TESTO DEL DOCUMENTO ::
· · ·
Servizio pubblico chiude in piazza il 18 giugno. Santoro: la TV è una marmellata, troppi talk show e troppo lunghi, ma vorrei tornare in Rai

di Elisabetta Tonni

L’ultima puntata di Servizio Pubblico, il programma di Michele Santoro in onda su La7, si farà da una piazza di Firenze e sarà aperta a tutti i cittadini, ma chi vuole partecipare dovrà pagare un biglietto. Il biglietto sarà però simbolico: qualcosa di rosso. A spiegarlo è stato lo stesso autore e conduttore di lunga data che ha fatto il punto sulla televisione, sui talk-show, sulla politica e sul suo futuro prossimo e su quello un po’ più remoto.

“Qualcosa di rosso – spiega Santoro – perché il rosso ha tanti significati e tanti rimandi. Può simboleggiare la sinistra, ricorda il colore dei garofani dei socialisti, rimanda al rosso della Fiom di Landini. Può avere mille interpretazioni, ma la cosa che deve accomunare tutti questi significati è un senso di appartenenza che non è detto che sia l’unica per tutti, purché questa divaricazione sia però creativa. Io non credo che se la destra e la sinistra si somigliano sia un bene”.
· · ·
DA SVOLGERE ::
1 > Secondo l'articolo su Servizio Pubblico, in quale città si terrà l'ultima puntata del programma?
2 > Riprendi l'articolo su Michele Santoro e l'ultima puntata di Servizio Pubblico, proseguendo dopo l'ultima frase riportata.
· · ·
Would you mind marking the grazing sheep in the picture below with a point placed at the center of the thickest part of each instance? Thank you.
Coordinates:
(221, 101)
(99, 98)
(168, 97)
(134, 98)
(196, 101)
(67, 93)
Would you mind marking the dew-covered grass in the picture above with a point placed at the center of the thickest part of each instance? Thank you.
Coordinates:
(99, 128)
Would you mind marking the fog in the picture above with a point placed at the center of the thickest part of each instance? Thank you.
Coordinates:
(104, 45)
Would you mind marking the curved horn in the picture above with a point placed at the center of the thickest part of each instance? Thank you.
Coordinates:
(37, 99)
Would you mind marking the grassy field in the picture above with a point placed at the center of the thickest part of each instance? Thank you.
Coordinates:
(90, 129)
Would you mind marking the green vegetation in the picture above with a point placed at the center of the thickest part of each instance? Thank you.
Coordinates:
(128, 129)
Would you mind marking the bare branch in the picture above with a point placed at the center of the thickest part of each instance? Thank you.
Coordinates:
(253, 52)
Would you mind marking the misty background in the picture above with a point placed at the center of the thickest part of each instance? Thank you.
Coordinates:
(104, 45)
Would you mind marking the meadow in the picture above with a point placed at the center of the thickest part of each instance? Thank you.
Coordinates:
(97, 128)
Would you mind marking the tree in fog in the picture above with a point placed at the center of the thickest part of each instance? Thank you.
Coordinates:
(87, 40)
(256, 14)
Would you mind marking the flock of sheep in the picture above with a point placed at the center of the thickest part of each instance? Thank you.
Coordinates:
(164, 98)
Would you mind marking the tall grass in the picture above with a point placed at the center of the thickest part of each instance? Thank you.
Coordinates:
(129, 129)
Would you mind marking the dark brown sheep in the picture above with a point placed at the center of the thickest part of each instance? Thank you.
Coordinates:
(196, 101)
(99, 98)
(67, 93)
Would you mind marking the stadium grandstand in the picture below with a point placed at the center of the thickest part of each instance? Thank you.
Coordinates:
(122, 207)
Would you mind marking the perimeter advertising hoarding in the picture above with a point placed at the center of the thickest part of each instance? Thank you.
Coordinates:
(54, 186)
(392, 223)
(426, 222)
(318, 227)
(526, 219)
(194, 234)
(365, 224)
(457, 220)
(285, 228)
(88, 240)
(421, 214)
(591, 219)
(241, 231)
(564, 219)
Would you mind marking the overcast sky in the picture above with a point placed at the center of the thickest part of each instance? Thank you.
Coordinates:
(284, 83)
· · ·
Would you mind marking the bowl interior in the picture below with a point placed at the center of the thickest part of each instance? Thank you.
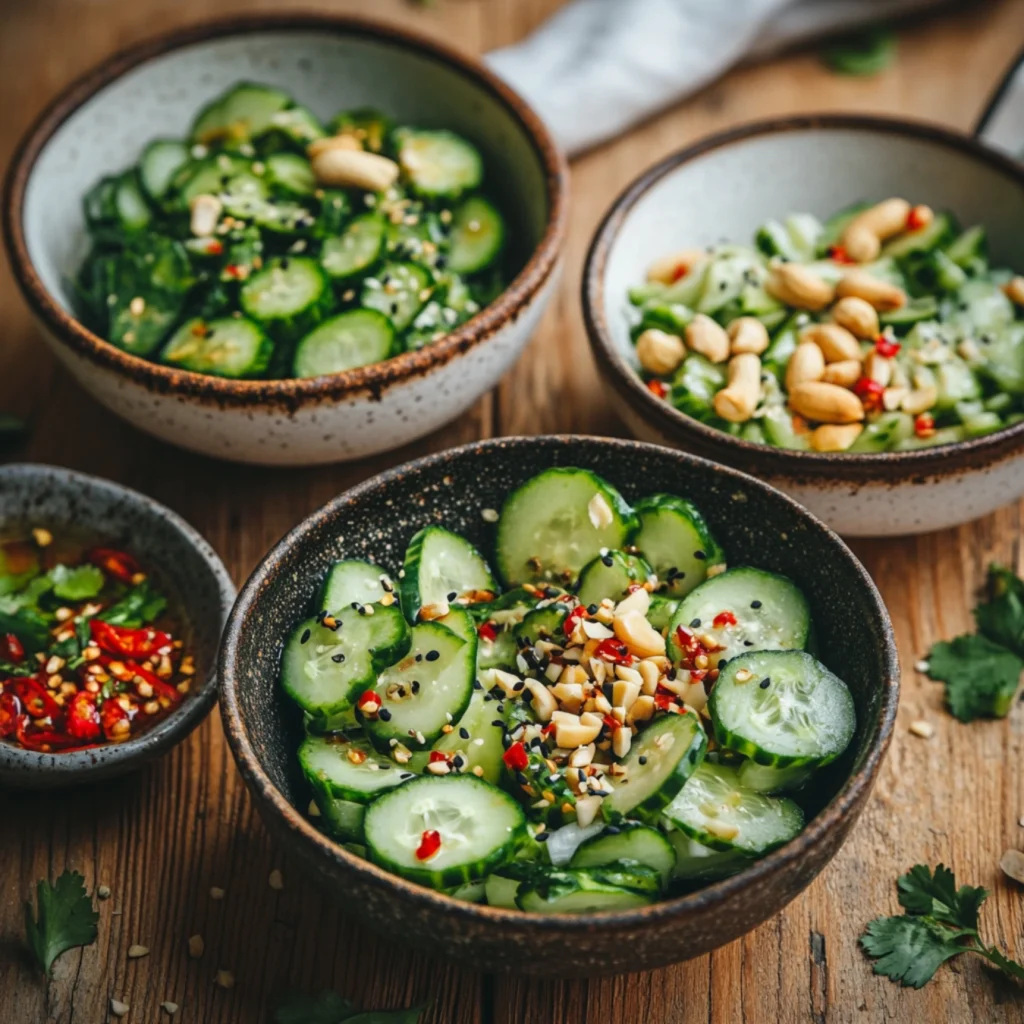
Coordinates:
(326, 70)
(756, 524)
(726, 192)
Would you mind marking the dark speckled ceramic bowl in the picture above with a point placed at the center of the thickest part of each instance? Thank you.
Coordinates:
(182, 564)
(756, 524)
· · ·
SOLUZIONI DELL'ESERCIZIO ::
1 > A Firenze, in una piazza.

2 >
L’ultimo appuntamento del 2015 con Michele Santoro è in calendario per il 18 giugno, cioè a chiusura della quattro puntate di Anno Uno condotto a partire dal  21 maggio da Giulia Innocenzi. Eppoi che cosa farà Santoro? Si prenderà un periodo di riflessione, alcuni mesi, per riflettere e capire se ci sono gli spazi e le condizioni necessarie per continuare la sua sfida con una televisione innovativa, di nuove formule, di cui ancora non è sazio. Michele Santoro ci scherza su e parafrasando Pirandello dice di sentirsi “un autore in cerca di sei editori”. Però l’editore che più ha nel cuore, quello con cui vorrebbe veramente coronare la carriera televisiva fatta di successi (tanti), di insuccessi (qualcuno), ma che sicuramente rappresenta una pietra miliare nella storia della televisione, è la Rai.

Con le telecamere del servizio pubblico è partita la sua avventura e dalle telecamere del servizio pubblico vorrebbe far vedere che c’è ancora uno spazio da re-inventare. Sui suoi progetti futuri lascia intravvedere qualcosa, ma non si scopre più di tanto: un docu-dramma, un film “d’amore” e si schernisce aggiungendo “potreste essere più vicini di quanto immaginiate”, ma quella risatina di accompagnamento lascia intuire che non necessariamente si tratti della ‘classica’ storia d’amore. E se non c’è la Rai, quale altro potrebbe essere l’editore? “Qualsiasi altro – aggiunge Santoro – potrebbe essere Sky, la stessa La7, il Fatto Quotidiano, ma anche un azionariato diffuso della mia struttura di produzione, magari con una quotazione in Borsa”.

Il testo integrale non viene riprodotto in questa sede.